━━━━━ Given entries ━━━━━
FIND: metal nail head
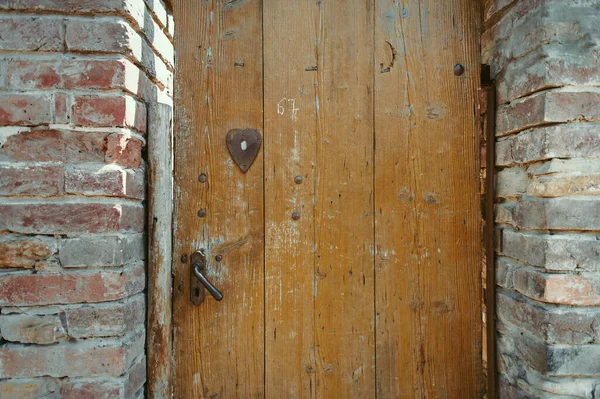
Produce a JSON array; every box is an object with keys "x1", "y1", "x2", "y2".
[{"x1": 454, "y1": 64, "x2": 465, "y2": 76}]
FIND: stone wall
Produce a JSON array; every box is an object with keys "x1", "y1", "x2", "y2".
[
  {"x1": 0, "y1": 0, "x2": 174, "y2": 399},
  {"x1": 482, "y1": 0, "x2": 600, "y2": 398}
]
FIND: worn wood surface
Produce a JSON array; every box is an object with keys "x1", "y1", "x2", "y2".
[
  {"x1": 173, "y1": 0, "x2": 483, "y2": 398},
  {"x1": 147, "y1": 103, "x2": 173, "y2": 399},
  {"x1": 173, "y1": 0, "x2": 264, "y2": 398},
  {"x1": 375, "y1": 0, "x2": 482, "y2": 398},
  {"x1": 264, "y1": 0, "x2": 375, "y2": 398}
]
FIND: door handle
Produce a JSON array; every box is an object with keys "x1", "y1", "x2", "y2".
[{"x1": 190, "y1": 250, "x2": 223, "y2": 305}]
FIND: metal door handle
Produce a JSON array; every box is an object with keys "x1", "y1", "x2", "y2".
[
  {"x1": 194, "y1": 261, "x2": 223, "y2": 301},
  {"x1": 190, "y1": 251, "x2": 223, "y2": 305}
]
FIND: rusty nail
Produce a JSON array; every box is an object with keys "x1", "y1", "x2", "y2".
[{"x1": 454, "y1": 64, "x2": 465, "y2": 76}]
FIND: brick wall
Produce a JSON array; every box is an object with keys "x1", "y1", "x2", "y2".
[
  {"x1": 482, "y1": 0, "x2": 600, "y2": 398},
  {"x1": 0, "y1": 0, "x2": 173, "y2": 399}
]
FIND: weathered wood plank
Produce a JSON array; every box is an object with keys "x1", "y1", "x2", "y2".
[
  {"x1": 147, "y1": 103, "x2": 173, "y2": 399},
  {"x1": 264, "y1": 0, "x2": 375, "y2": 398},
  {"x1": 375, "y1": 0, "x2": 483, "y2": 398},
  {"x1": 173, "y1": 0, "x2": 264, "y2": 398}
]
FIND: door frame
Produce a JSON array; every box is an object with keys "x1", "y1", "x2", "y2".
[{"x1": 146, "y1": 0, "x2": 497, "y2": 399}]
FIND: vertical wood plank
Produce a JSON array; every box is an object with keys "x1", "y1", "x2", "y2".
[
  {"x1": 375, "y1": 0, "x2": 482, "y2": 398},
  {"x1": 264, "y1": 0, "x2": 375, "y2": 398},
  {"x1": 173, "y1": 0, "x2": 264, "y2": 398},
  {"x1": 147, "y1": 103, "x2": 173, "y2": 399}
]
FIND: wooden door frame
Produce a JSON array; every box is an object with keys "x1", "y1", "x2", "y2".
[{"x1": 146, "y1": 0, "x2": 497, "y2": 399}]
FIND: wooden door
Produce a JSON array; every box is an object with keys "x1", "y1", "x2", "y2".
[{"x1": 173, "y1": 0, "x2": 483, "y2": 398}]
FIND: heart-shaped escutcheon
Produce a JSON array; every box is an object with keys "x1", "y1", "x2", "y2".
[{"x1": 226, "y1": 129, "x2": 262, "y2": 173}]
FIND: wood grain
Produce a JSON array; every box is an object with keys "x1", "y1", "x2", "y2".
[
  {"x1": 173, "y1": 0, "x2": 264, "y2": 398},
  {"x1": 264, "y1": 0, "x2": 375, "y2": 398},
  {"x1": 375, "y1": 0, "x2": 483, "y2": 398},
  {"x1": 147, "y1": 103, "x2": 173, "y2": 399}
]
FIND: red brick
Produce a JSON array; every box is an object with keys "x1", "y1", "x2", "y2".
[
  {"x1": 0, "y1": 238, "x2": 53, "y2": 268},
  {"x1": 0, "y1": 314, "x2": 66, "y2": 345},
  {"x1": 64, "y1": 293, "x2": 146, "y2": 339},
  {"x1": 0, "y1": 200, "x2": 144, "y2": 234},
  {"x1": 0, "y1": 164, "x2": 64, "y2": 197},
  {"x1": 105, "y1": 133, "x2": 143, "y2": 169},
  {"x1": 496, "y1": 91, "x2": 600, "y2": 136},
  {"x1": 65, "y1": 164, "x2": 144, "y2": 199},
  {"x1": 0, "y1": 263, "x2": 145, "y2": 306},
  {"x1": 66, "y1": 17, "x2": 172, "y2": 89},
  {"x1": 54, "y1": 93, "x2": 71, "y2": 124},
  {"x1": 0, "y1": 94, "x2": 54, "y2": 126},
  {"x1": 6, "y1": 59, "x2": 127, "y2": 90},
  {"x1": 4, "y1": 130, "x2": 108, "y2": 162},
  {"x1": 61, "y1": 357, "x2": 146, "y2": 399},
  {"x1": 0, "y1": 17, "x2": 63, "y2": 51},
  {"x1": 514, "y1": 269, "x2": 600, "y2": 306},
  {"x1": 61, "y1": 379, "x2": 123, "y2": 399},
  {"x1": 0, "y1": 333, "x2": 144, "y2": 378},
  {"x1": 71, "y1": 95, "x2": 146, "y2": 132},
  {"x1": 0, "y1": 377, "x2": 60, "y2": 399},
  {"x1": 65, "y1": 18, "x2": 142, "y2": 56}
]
━━━━━
Goal of the exercise: Repeat the records word for word. Any picture in them should be left out.

Solution:
FIND: metal nail head
Produce a JSON array; every box is an object with keys "x1", "y1", "x2", "y2".
[{"x1": 454, "y1": 64, "x2": 465, "y2": 76}]
FIND: stone wall
Produce a JSON array; every box is an object with keys "x1", "y1", "x2", "y2".
[
  {"x1": 0, "y1": 0, "x2": 174, "y2": 399},
  {"x1": 482, "y1": 0, "x2": 600, "y2": 398}
]
FIND: worn wood surface
Produce a JSON array; every box is an object with keys "x1", "y1", "x2", "y2".
[
  {"x1": 173, "y1": 0, "x2": 483, "y2": 398},
  {"x1": 147, "y1": 103, "x2": 173, "y2": 399},
  {"x1": 173, "y1": 0, "x2": 264, "y2": 398},
  {"x1": 375, "y1": 0, "x2": 482, "y2": 398},
  {"x1": 264, "y1": 0, "x2": 375, "y2": 398}
]
FIND: door handle
Produce a JSON array; every box is an object with keys "x1", "y1", "x2", "y2".
[{"x1": 190, "y1": 250, "x2": 223, "y2": 305}]
FIND: metal door handle
Produce a JSON array; every box is an object with keys "x1", "y1", "x2", "y2".
[
  {"x1": 194, "y1": 261, "x2": 223, "y2": 301},
  {"x1": 190, "y1": 251, "x2": 223, "y2": 305}
]
FIND: rusty nail
Produce a JSON array; every box is an object with keys "x1", "y1", "x2", "y2".
[{"x1": 454, "y1": 64, "x2": 465, "y2": 76}]
FIND: brick wall
Produce a JSON array; every box is an object with keys "x1", "y1", "x2", "y2".
[
  {"x1": 482, "y1": 0, "x2": 600, "y2": 398},
  {"x1": 0, "y1": 0, "x2": 173, "y2": 399}
]
FIND: weathered wood plank
Produce a JSON array; every box is an object with keys "x1", "y1", "x2", "y2".
[
  {"x1": 147, "y1": 103, "x2": 173, "y2": 399},
  {"x1": 264, "y1": 0, "x2": 375, "y2": 398},
  {"x1": 375, "y1": 0, "x2": 483, "y2": 398},
  {"x1": 173, "y1": 0, "x2": 264, "y2": 398}
]
FIND: door frame
Produce a JSON array; every box is an object with keys "x1", "y1", "x2", "y2".
[{"x1": 146, "y1": 0, "x2": 497, "y2": 399}]
FIND: vertical wood plank
Produce a JSON array; every box is an object with keys "x1", "y1", "x2", "y2".
[
  {"x1": 375, "y1": 0, "x2": 482, "y2": 398},
  {"x1": 264, "y1": 0, "x2": 375, "y2": 398},
  {"x1": 173, "y1": 0, "x2": 264, "y2": 398},
  {"x1": 147, "y1": 103, "x2": 173, "y2": 399}
]
FIND: wooden door frame
Produce a JSON array; every box is an object with keys "x1", "y1", "x2", "y2".
[{"x1": 146, "y1": 0, "x2": 497, "y2": 399}]
FIND: wooden door
Produce a JSON array; every box is an object with keys "x1", "y1", "x2", "y2".
[{"x1": 173, "y1": 0, "x2": 483, "y2": 398}]
FIND: heart-shaped escutcheon
Produce a JSON array; every box is an object with keys "x1", "y1", "x2", "y2".
[{"x1": 226, "y1": 129, "x2": 262, "y2": 173}]
FIND: wood grain
Produce a JSON array; every box is an object with keys "x1", "y1", "x2", "y2".
[
  {"x1": 173, "y1": 0, "x2": 264, "y2": 398},
  {"x1": 264, "y1": 0, "x2": 375, "y2": 398},
  {"x1": 375, "y1": 0, "x2": 483, "y2": 398},
  {"x1": 147, "y1": 103, "x2": 173, "y2": 399}
]
FIND: red brick
Produce a JSON array; every box is an object with keys "x1", "y1", "x2", "y2".
[
  {"x1": 0, "y1": 238, "x2": 53, "y2": 268},
  {"x1": 0, "y1": 314, "x2": 66, "y2": 345},
  {"x1": 64, "y1": 293, "x2": 146, "y2": 339},
  {"x1": 0, "y1": 200, "x2": 144, "y2": 234},
  {"x1": 0, "y1": 164, "x2": 64, "y2": 197},
  {"x1": 105, "y1": 133, "x2": 143, "y2": 169},
  {"x1": 496, "y1": 91, "x2": 600, "y2": 136},
  {"x1": 65, "y1": 164, "x2": 144, "y2": 199},
  {"x1": 0, "y1": 263, "x2": 145, "y2": 306},
  {"x1": 66, "y1": 17, "x2": 172, "y2": 89},
  {"x1": 54, "y1": 93, "x2": 71, "y2": 124},
  {"x1": 0, "y1": 94, "x2": 54, "y2": 126},
  {"x1": 6, "y1": 59, "x2": 127, "y2": 90},
  {"x1": 4, "y1": 130, "x2": 108, "y2": 162},
  {"x1": 61, "y1": 357, "x2": 146, "y2": 399},
  {"x1": 0, "y1": 17, "x2": 63, "y2": 51},
  {"x1": 514, "y1": 269, "x2": 600, "y2": 306},
  {"x1": 61, "y1": 379, "x2": 123, "y2": 399},
  {"x1": 0, "y1": 333, "x2": 144, "y2": 378},
  {"x1": 71, "y1": 95, "x2": 146, "y2": 132},
  {"x1": 0, "y1": 377, "x2": 60, "y2": 399},
  {"x1": 65, "y1": 18, "x2": 142, "y2": 56}
]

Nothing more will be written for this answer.